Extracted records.
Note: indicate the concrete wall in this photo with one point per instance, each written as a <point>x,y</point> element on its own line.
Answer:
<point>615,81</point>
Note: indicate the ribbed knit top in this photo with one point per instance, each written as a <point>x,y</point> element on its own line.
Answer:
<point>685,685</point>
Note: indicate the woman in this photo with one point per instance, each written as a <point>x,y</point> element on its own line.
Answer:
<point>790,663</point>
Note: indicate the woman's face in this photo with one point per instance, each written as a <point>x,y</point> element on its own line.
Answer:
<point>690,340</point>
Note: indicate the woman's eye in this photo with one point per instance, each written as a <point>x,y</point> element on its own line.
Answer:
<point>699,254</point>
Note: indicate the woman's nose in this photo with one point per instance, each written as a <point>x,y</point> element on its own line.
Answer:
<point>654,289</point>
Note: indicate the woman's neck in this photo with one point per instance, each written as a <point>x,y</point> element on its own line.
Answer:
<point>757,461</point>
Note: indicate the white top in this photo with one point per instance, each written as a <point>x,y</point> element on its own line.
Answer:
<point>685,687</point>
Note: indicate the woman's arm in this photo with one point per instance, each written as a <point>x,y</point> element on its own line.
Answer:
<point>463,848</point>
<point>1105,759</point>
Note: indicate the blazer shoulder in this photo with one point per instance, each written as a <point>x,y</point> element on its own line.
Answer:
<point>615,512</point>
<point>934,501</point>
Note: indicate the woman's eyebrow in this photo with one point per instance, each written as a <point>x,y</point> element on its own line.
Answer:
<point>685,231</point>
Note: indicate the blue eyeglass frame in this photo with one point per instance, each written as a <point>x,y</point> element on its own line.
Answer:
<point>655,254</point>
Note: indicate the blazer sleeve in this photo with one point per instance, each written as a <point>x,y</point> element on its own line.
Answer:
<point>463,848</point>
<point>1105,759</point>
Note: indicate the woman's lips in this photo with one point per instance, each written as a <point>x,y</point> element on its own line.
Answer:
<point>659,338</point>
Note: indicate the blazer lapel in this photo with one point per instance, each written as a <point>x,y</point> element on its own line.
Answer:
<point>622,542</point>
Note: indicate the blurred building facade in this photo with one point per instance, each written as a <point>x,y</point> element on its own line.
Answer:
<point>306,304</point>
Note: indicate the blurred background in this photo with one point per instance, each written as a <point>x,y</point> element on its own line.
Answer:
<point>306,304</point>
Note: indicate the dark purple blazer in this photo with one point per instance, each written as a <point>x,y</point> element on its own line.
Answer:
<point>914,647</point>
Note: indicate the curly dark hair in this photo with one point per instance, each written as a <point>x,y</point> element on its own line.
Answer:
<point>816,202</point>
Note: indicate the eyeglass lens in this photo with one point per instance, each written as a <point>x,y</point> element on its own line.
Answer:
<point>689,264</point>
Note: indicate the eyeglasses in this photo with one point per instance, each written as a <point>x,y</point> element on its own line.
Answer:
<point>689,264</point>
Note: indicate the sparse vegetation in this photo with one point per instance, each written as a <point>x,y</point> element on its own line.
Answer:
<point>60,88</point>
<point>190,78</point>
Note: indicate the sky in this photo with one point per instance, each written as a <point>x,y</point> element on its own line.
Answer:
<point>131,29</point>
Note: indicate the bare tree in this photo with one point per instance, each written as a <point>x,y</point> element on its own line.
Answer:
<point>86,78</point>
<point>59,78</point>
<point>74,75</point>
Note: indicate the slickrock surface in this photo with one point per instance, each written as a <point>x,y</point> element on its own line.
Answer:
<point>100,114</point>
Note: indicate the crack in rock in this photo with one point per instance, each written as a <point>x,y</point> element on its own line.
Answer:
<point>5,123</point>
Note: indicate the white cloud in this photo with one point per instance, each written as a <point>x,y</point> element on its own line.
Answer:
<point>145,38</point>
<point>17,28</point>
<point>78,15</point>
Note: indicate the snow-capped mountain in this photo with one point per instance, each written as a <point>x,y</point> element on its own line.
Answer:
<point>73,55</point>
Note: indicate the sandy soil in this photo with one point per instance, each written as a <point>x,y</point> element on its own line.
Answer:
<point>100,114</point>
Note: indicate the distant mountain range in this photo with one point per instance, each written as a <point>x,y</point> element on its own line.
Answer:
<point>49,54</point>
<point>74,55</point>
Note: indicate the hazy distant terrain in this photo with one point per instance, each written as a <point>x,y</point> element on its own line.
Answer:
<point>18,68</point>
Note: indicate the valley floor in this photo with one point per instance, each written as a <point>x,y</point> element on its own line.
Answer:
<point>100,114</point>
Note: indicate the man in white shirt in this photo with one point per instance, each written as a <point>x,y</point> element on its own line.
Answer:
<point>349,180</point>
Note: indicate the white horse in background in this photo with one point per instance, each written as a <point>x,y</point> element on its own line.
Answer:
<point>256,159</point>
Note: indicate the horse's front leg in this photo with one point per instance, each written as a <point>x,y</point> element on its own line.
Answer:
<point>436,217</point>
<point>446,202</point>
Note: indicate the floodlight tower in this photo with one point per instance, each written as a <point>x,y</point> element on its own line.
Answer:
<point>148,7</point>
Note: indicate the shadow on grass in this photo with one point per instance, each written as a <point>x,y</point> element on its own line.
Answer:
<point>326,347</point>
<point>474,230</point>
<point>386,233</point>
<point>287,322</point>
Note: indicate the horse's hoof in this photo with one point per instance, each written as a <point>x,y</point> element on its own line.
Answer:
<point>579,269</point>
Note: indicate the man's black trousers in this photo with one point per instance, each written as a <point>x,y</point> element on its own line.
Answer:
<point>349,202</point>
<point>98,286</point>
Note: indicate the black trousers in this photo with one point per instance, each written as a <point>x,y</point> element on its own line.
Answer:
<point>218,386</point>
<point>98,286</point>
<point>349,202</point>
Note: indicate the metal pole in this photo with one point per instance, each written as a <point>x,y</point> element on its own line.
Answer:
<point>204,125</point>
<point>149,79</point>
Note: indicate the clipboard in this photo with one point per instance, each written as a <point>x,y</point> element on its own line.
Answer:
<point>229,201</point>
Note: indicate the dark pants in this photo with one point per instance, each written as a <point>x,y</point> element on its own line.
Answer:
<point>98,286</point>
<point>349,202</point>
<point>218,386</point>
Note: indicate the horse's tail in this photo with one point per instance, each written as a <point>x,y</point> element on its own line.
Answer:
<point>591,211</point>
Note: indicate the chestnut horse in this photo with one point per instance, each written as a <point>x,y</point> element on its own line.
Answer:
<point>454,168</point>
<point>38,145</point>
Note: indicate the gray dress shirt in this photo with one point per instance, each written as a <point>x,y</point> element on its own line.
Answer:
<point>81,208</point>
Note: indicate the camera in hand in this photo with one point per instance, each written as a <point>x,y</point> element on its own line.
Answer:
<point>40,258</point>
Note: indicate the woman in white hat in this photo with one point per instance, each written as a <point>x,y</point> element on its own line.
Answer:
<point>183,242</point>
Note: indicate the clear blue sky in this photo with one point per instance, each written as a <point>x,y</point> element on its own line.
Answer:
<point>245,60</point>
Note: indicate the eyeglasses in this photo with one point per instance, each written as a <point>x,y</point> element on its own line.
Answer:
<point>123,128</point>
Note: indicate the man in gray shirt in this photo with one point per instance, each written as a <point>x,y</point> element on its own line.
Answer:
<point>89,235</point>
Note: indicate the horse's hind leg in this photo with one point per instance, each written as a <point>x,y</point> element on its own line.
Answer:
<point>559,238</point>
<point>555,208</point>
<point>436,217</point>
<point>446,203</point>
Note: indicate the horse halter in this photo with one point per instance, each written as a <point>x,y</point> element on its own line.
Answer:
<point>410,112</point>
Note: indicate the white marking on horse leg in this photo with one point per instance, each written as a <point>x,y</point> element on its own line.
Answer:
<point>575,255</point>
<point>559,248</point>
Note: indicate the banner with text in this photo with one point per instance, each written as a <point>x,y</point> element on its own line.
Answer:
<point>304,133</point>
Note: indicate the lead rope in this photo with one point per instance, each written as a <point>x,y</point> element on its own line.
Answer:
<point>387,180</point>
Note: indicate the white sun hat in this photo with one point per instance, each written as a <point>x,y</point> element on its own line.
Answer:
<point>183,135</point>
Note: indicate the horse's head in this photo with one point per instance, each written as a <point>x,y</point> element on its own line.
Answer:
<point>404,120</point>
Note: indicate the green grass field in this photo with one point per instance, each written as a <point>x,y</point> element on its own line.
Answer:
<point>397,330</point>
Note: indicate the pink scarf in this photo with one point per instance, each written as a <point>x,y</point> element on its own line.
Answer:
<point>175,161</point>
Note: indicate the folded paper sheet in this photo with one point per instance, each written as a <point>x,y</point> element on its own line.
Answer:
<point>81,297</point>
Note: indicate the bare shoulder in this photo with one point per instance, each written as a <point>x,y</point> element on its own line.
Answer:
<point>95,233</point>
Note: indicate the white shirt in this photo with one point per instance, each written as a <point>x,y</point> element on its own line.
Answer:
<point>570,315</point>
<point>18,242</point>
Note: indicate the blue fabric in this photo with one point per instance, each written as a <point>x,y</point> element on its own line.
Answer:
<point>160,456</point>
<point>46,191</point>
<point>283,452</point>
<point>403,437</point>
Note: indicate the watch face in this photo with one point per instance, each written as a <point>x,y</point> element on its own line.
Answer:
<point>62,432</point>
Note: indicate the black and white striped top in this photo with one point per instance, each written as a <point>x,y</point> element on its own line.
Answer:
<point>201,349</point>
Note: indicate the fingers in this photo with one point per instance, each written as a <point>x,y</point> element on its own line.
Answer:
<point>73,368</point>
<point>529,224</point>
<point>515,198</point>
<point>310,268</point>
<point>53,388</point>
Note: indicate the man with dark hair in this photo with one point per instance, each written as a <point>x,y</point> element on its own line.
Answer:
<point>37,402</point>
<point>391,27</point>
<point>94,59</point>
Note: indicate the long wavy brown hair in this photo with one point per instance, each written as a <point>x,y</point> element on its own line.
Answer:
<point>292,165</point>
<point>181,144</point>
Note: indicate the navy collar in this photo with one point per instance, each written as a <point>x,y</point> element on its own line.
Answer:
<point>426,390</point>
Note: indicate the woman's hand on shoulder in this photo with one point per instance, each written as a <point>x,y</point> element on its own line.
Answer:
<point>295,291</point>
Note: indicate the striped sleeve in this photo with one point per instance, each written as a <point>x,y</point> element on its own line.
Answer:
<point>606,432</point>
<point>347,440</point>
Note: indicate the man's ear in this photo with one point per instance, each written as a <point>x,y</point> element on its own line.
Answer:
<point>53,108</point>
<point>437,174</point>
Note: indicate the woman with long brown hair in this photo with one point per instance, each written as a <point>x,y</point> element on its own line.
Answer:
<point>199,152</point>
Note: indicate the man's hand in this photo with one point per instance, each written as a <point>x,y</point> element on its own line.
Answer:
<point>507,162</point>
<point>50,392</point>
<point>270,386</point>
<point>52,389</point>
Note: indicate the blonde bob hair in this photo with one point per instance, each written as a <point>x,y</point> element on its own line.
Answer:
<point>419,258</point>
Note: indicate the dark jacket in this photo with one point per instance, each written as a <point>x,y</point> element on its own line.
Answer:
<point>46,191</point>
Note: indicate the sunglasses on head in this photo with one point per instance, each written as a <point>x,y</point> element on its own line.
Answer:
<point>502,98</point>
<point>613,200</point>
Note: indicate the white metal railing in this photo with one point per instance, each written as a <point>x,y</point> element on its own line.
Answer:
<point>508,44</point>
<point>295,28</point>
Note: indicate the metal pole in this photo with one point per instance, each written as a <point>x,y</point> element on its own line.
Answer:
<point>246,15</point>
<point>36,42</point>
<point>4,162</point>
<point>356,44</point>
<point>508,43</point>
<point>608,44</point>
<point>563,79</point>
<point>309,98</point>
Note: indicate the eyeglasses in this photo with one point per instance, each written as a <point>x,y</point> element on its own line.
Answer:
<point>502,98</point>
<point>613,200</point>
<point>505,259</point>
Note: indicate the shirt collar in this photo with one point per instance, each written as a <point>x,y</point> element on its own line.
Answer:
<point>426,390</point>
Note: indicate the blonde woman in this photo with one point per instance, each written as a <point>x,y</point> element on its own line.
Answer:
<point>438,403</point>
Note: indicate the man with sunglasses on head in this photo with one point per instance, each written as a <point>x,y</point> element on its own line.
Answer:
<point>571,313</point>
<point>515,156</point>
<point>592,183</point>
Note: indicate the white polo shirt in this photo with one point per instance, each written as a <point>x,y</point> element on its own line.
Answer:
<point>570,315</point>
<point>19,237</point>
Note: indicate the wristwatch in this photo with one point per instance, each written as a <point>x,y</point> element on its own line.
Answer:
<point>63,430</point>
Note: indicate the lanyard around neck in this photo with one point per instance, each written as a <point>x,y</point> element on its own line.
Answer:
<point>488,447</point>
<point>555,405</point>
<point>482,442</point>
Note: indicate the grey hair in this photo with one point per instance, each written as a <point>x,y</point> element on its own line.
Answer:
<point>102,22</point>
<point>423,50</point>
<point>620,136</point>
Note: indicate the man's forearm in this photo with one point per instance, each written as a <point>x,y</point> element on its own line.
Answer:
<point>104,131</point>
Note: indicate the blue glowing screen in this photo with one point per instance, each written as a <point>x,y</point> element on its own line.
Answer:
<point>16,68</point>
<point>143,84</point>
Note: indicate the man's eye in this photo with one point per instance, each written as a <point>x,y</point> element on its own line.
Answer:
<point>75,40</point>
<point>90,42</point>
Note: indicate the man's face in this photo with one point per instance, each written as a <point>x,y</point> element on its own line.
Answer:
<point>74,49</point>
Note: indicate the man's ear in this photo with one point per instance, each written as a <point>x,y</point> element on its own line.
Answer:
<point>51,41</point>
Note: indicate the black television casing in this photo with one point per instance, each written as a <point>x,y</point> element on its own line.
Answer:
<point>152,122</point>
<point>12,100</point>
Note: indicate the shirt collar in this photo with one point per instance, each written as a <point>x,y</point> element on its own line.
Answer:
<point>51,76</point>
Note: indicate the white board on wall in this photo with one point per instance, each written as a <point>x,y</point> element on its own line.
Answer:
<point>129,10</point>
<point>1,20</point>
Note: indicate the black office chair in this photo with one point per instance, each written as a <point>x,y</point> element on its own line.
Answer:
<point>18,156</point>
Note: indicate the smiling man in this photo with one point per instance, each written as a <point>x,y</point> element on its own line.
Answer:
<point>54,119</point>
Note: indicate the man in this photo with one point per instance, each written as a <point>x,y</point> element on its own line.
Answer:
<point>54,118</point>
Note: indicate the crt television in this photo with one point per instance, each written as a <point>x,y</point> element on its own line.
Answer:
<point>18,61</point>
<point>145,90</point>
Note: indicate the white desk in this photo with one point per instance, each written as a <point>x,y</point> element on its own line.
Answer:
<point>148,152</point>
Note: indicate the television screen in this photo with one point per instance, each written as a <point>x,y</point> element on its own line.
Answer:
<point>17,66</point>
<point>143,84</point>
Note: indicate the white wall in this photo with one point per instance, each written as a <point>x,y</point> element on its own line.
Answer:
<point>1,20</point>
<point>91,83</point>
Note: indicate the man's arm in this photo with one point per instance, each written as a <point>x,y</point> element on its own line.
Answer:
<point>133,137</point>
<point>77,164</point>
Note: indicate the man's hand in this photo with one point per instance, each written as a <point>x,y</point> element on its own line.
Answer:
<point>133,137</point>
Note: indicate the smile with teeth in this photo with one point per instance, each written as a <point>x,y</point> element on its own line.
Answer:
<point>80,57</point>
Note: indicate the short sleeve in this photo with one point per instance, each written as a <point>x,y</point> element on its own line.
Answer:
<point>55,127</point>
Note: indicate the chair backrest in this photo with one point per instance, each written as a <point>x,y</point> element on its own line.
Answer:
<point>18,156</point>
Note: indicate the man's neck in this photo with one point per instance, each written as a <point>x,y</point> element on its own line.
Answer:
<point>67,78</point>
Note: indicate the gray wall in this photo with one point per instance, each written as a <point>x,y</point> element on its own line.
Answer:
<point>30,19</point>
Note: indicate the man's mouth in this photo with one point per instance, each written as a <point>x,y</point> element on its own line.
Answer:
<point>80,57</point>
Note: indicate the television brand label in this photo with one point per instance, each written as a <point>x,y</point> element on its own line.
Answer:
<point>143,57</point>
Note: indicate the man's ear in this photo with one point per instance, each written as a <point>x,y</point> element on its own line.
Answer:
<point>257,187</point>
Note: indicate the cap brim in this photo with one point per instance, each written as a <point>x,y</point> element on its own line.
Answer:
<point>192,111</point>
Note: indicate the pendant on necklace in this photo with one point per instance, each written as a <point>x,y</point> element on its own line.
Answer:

EXERCISE DIRECTIONS. Every line in the records that holds the word "blurred" should be copied into the answer.

ANSWER SPACE.
Note: indicate the blurred building facade in this photo with one point per instance, each written as a <point>x,y</point> element on its own line.
Note: indicate the blurred background in this photo with one point per instance, each written as a <point>x,y</point> element on its own line.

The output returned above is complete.